==== DATASET RECORDS

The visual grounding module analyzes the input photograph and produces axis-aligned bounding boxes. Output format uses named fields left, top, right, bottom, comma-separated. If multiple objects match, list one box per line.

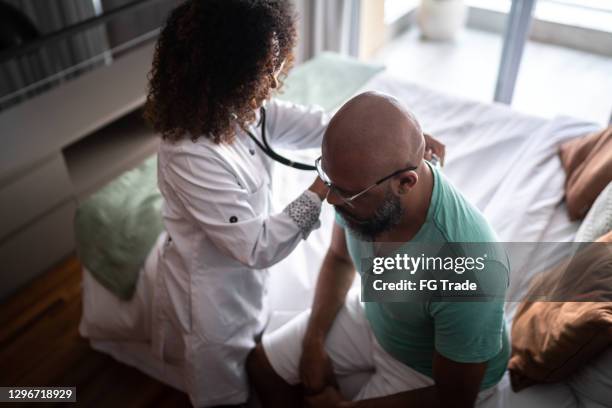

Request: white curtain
left=293, top=0, right=361, bottom=62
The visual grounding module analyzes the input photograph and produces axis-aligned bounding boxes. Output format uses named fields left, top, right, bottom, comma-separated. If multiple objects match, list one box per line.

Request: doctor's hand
left=308, top=176, right=329, bottom=201
left=423, top=133, right=446, bottom=166
left=300, top=335, right=337, bottom=395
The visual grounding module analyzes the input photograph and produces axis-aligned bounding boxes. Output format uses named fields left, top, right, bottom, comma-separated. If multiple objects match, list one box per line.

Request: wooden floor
left=0, top=256, right=191, bottom=407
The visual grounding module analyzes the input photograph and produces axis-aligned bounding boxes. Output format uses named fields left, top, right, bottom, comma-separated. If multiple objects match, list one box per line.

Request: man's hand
left=423, top=133, right=446, bottom=166
left=300, top=333, right=337, bottom=394
left=304, top=387, right=348, bottom=408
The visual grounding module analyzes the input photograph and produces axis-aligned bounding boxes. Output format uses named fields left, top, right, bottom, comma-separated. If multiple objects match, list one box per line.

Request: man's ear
left=397, top=170, right=419, bottom=195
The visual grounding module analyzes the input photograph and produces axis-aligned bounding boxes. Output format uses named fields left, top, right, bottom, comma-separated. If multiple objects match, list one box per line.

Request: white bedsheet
left=84, top=73, right=597, bottom=408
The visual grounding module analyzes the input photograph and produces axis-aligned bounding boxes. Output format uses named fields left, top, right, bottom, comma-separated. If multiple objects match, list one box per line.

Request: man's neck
left=376, top=161, right=434, bottom=243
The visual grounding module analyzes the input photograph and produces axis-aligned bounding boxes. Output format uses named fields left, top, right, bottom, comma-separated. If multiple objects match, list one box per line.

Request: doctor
left=145, top=0, right=444, bottom=407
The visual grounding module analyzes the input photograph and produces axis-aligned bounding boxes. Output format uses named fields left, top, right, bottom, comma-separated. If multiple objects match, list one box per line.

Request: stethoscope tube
left=245, top=106, right=317, bottom=171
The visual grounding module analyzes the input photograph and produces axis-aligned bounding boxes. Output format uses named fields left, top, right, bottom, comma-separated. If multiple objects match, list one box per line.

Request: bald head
left=323, top=92, right=425, bottom=188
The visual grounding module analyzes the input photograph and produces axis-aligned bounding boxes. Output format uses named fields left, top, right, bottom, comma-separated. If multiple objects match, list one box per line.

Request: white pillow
left=568, top=347, right=612, bottom=407
left=574, top=182, right=612, bottom=242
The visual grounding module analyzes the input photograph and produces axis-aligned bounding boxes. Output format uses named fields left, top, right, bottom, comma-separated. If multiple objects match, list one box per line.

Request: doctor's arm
left=163, top=151, right=324, bottom=269
left=266, top=99, right=329, bottom=150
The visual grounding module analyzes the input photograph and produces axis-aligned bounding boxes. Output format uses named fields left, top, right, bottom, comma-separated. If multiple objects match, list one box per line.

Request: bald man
left=247, top=92, right=510, bottom=408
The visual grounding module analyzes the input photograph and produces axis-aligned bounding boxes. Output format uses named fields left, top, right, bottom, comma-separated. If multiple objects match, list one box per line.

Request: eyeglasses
left=315, top=157, right=417, bottom=207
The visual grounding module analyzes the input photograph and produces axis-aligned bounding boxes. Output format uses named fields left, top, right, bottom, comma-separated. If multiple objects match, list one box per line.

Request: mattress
left=82, top=73, right=597, bottom=408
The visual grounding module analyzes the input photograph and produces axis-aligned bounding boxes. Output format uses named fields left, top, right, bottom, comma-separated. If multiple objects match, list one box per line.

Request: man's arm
left=300, top=224, right=355, bottom=393
left=340, top=352, right=487, bottom=408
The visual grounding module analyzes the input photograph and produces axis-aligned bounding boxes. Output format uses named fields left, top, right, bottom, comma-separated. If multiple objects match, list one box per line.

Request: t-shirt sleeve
left=430, top=262, right=507, bottom=363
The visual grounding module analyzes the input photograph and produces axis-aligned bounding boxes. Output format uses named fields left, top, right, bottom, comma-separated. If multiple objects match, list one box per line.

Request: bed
left=80, top=55, right=598, bottom=408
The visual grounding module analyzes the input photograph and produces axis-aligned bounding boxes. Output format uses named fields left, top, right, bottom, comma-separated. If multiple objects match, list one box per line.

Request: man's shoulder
left=434, top=170, right=499, bottom=243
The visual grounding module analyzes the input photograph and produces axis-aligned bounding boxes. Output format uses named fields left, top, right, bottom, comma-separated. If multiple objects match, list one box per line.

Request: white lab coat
left=152, top=100, right=328, bottom=406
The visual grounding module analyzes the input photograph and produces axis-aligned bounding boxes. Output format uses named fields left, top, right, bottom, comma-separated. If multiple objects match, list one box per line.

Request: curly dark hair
left=145, top=0, right=296, bottom=143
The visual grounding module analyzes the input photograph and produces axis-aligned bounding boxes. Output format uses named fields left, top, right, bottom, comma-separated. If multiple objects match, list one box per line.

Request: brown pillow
left=559, top=126, right=612, bottom=221
left=508, top=233, right=612, bottom=391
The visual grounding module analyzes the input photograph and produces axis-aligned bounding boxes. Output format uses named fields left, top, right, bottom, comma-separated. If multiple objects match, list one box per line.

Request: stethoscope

========

*EXERCISE PROMPT*: Write out the entries again with "Request" swapped for "Query" everywhere it appears and no other changes. Leave out the pictures.

*WORKED ANSWER*:
The visual grounding module analyzes the input photograph and produces axis-aligned bounding boxes. Output format uses named fields left, top, right, bottom, comma-separated. If multiple objects match, list one box per line.


Query: white curtain
left=293, top=0, right=361, bottom=62
The visual grounding module analyzes the input photograph and produces axis-aligned bounding boxes. Output format uses named fields left, top, right, bottom, comma-separated. If multiple objects match, list one box per line.

Query: doctor's hand
left=308, top=176, right=329, bottom=201
left=423, top=133, right=446, bottom=166
left=300, top=335, right=337, bottom=395
The visual grounding module analyzes the input photograph and produces axis-aligned bounding boxes. Output format uses named fields left, top, right, bottom, comma-separated. If multiple objects match, list one box per line.

Query: wooden floor
left=0, top=256, right=191, bottom=407
The visual grounding module analyzes the input photograph and produces axis-aligned bounding boxes. Output format uses named fields left, top, right, bottom, comma-separated. If multiple objects match, list one box per line.

Query: man's hand
left=423, top=133, right=446, bottom=166
left=300, top=333, right=337, bottom=394
left=304, top=387, right=348, bottom=408
The visual grounding module analyzes the input photograph and produces axis-aligned bounding boxes. Output format uses named fields left, top, right, bottom, comma-separated. If multiple objects match, list one box per line.

Query: man's ear
left=397, top=170, right=419, bottom=195
The visual grounding module analyzes the input photograph and produces axis-aligned bounding boxes. Output format uses named fields left, top, right, bottom, comma-separated. If multiple objects match, list one box per line.

Query: white bedsheet
left=84, top=73, right=597, bottom=408
The visual grounding module analyzes the input photograph and produces axis-aligned bounding boxes. Output format uses named fields left, top, right, bottom, comma-separated. If multiple objects match, list one box per line.

Query: man's neck
left=376, top=161, right=434, bottom=243
The visual grounding module analyzes the input photograph and produces axis-aligned bounding boxes. Output format uses named fields left, top, right, bottom, comma-separated. If multiple objects match, list one box per line.

Query: doctor
left=145, top=0, right=444, bottom=407
The visual grounding module analyzes the input photograph and produces axis-aligned bounding boxes. Output format uses named fields left, top, right, bottom, comma-separated. If multiple objects match, list one box per line.

Query: stethoscope tube
left=245, top=106, right=317, bottom=171
The visual grounding module analyzes the input photograph and produces axis-aligned bounding boxes. Output format uses named fields left, top, right, bottom, comma-separated. If multiple objects match, list one box per line.

Query: bald head
left=323, top=92, right=425, bottom=188
The visual grounding module analyzes the input photograph and produces axis-aligned bounding boxes. Output format uses named fields left, top, right, bottom, comma-separated. If multiple objects match, list one box per line.

Query: white pillow
left=568, top=347, right=612, bottom=407
left=574, top=182, right=612, bottom=242
The visual grounding module analyzes the input photograph and produces axis-aligned bounding boxes. Output format uses named fields left, top, right, bottom, comma-separated. If multiple objects match, list one box per line.

Query: doctor's arm
left=163, top=151, right=324, bottom=269
left=266, top=99, right=329, bottom=150
The visual grounding module analyzes the input photograph and produces axis-aligned bounding boxes. Output format uses named fields left, top, right, bottom, comma-separated. If multiple objects match, list one box per line.

Query: bald man
left=247, top=92, right=510, bottom=408
The visual grounding module analyzes the input photograph and produces axis-aligned bounding boxes. Output format uses named fields left, top, right, bottom, comma-separated. If multiple objects match, list one box per line.

Query: eyeglasses
left=315, top=157, right=417, bottom=207
The visual grounding module analyzes the input photograph and produces axis-aligned bounding boxes. Output format uses named fields left, top, right, bottom, comma-separated. If multiple objects match, list one box per line.

Query: mattress
left=82, top=73, right=597, bottom=408
The visual grounding module analyzes the input photograph and produces axis-aligned bounding boxes. Output format uses named fields left, top, right, bottom, comma-separated. If multiple objects match, list one box per line.

Query: man's arm
left=300, top=224, right=355, bottom=393
left=340, top=352, right=487, bottom=408
The visual grounding module analyzes the input photograph and produces axis-aligned bounding boxes. Output format uses named fields left, top, right, bottom, comma-separated. If multiple objects match, list one box per line.

Query: t-shirt sleeve
left=430, top=262, right=507, bottom=363
The visual grounding module analyzes the input photograph and produces axis-aligned bounding boxes. Output format uses named fields left, top, right, bottom, comma-separated. If multiple objects match, list one box per line.

Query: bed
left=80, top=55, right=598, bottom=408
The visual grounding module analyzes the input photograph and produces axis-aligned bounding boxes. Output format uses named fields left, top, right, bottom, comma-separated. If multiple objects match, list one box per line.

Query: man's shoulder
left=434, top=170, right=499, bottom=243
The visual grounding module analyzes the input photograph and produces axis-aligned bounding boxes. Output format uses named fields left, top, right, bottom, comma-separated. If multiple objects match, list one box per line.

Query: white lab coat
left=152, top=100, right=328, bottom=406
The visual grounding module analyzes the input photograph and produces axis-aligned bounding boxes. Output format uses named fields left, top, right, bottom, comma-separated. If multiple objects match, list one box per line.

Query: curly dark hair
left=145, top=0, right=296, bottom=143
The visual grounding module analyzes the input photograph and produces axis-aligned bounding boxes. Output format uses named fields left, top, right, bottom, comma-separated. If multiple objects match, list one box per line.

Query: brown pillow
left=559, top=126, right=612, bottom=221
left=508, top=233, right=612, bottom=391
The visual grounding module analyzes the input photograph and produces axis-aligned bounding boxes. Output format uses named fields left, top, right, bottom, comma-separated. If multiple objects match, list one box per line.

Query: stethoscope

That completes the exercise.